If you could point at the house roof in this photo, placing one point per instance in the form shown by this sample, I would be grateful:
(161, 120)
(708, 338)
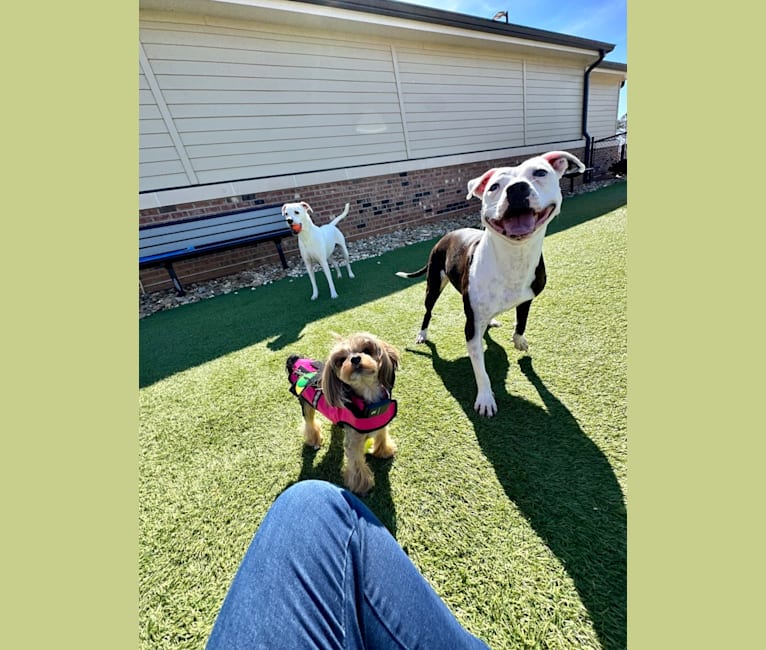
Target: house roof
(392, 14)
(464, 21)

→ YOUR ASSIGNMENT
Give back every record above exactly as written, skipping each picture.

→ SOLVED PROBLEM
If you could point at the house roof in this photo, placing one point per instance in the form shown by this sample, I would be grateful:
(161, 120)
(708, 338)
Target: house roof
(392, 14)
(464, 21)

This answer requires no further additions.